9. Oktober 2014, 12:14 Uhr | Dr. Béla Waldhauser, CEO von Telehouse Deutschland
© K.-U. Häßler - Fotolia.com

Hohe EEG-bedingte Stromkosten belasten Rechenzentrums-betreiber in Deutschland. Eine Branchen- und Marktbetrachtung von Dr. Béla Waldhauser, CEO von Telehouse Deutschland.

Die Europäische Kommission hat im Dezember 2013 ein Prüfverfahren zu den bestehenden Regelungen des „Erneuerbaren Energie Gesetzes (EEG) 2012“ eröffnet. Sie setzte sich dazu insbesondere mit dem Vergütungssystem auseinander. Das betrifft die feste Einspeisungsvergütung, die Gestaltung der Markt- und Flexibilitätsprämien und die Höhe der Vergütungssätze. Die Reduzierung der EEG-Umlage, als „Besondere Ausgleichregelung“, die stromintensive Unternehmen und Grünstromlieferanten abführen müssen, war ein kritisch zu betrachtendes Thema dieses Prüfverfahrens. Eine geforderte Reform des EEG stand im Raum. Die Regelung soll dazu dienen, dass strom-intensive Unternehmen nicht unverhältnismäßig hohe Belastungen tragen müssen.

Kriterium für die Einstufung als stromintensives Unternehmen ist per Gesetz eine gegebene Handelsintensität oder zum produzierenden Gewerbe zu gehören. Diese Geschäftsbeschreibungen passen absolut nicht zu Rechenzentrumsbetreibern oder der Internetbranche. Die im EEG festgeschriebene jährliche Strommenge mit „größer 1 GWH“ pro Abnahmestelle, als Schwelle für einen möglichen Befreiungsanspruch, steht im Kontrast zum Energieverbrauch von großen Rechenzentren.

* **Angezeigte Daten**:
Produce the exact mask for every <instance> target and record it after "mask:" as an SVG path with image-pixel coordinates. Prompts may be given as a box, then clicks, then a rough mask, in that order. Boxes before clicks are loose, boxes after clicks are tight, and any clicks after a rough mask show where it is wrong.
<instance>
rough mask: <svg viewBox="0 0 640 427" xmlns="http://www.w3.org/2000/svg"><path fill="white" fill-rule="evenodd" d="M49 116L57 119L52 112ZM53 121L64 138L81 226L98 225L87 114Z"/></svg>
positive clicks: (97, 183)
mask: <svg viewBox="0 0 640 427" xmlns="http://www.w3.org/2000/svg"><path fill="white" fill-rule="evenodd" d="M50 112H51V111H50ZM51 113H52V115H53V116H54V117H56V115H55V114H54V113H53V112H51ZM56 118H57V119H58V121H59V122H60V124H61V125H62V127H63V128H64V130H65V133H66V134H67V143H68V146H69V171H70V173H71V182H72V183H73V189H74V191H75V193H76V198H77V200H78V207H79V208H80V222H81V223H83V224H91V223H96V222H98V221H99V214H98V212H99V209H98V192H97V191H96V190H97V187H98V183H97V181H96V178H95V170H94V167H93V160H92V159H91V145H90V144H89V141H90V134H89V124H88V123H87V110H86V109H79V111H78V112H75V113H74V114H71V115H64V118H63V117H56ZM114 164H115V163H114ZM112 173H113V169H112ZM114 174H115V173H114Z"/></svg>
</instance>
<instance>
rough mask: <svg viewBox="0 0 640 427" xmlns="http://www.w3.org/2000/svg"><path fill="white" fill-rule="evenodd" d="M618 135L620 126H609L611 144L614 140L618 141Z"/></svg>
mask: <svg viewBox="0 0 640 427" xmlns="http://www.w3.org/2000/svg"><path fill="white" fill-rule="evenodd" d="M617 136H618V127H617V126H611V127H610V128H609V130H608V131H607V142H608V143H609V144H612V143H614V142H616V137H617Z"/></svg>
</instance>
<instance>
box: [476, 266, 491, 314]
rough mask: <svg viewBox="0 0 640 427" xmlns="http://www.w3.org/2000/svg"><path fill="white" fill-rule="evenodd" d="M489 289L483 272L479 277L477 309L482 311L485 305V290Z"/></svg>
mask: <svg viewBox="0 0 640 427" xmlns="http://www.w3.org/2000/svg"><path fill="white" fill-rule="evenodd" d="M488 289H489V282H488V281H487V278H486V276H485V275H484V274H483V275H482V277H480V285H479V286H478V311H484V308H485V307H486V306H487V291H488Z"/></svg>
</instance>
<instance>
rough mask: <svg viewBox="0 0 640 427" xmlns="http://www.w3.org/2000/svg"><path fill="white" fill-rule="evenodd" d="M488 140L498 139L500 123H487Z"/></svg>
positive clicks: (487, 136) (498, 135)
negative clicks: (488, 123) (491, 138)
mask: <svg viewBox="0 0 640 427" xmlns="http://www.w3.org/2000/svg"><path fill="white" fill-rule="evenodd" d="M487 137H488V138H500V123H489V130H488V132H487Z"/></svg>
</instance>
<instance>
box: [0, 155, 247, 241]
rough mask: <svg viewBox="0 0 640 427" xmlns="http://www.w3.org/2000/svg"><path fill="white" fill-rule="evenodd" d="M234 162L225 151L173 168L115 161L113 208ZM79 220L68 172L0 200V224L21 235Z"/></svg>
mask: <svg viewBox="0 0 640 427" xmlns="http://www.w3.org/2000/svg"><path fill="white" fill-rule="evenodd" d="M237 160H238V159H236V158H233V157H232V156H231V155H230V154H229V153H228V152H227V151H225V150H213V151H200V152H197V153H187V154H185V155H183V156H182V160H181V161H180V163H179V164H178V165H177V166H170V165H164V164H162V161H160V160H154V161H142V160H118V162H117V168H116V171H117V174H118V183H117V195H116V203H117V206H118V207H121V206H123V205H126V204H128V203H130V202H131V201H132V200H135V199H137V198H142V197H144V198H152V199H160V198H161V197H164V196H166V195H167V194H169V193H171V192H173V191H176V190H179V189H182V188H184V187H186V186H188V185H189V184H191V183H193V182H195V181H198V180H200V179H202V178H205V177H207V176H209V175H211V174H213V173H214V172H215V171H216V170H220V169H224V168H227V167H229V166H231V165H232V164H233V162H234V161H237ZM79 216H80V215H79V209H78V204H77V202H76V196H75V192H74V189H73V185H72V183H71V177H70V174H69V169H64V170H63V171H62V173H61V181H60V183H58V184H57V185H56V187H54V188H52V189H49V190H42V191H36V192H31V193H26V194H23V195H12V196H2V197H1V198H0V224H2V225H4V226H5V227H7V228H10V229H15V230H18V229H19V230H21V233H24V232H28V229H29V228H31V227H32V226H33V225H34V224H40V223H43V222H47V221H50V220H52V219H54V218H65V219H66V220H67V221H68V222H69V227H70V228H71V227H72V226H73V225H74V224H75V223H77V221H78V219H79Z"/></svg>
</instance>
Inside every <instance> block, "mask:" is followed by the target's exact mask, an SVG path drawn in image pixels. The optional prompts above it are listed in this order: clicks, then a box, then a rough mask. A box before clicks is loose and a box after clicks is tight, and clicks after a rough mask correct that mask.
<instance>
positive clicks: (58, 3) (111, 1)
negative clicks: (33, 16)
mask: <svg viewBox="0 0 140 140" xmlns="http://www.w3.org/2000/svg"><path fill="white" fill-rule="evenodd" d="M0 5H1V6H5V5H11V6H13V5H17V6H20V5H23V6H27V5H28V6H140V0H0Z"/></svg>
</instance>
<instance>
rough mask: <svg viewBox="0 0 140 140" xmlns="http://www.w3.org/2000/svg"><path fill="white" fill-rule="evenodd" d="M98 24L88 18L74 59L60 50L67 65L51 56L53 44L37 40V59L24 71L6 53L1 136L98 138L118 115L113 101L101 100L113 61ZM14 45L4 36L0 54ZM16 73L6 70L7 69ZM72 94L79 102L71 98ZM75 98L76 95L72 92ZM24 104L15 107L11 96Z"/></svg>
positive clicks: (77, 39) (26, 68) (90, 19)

* **Aufgaben**:
A. Beantworte anhand des Textes zum EEG:
(i) In welchem Monat und Jahr eröffnete die Europäische Kommission das Prüfverfahren?
(ii) Welche jährliche Strommenge pro Abnahmestelle legt das EEG als Schwelle für einen möglichen Befreiungsanspruch fest?
(iii) Welche Position hat Dr. Béla Waldhauser inne?
B. Gib den Text zum EEG von „Kriterium für die“ bis einschließlich „von großen Rechenzentren.“ wortgetreu wieder.
Die Datensätze stehen in keinem Zusammenhang mit dem Text.

* **Ergebnisse je Aufgabe**:
A.
(i) Im Dezember 2013.
(ii) Größer 1 GWh.
(iii) Er ist CEO von Telehouse Deutschland.

B.
Kriterium für die Einstufung als stromintensives Unternehmen ist per Gesetz eine gegebene Handelsintensität oder zum produzierenden Gewerbe zu gehören. Diese Geschäftsbeschreibungen passen absolut nicht zu Rechenzentrumsbetreibern oder der Internetbranche. Die im EEG festgeschriebene jährliche Strommenge mit „größer 1 GWH“ pro Abnahmestelle, als Schwelle für einen möglichen Befreiungsanspruch, steht im Kontrast zum Energieverbrauch von großen Rechenzentren.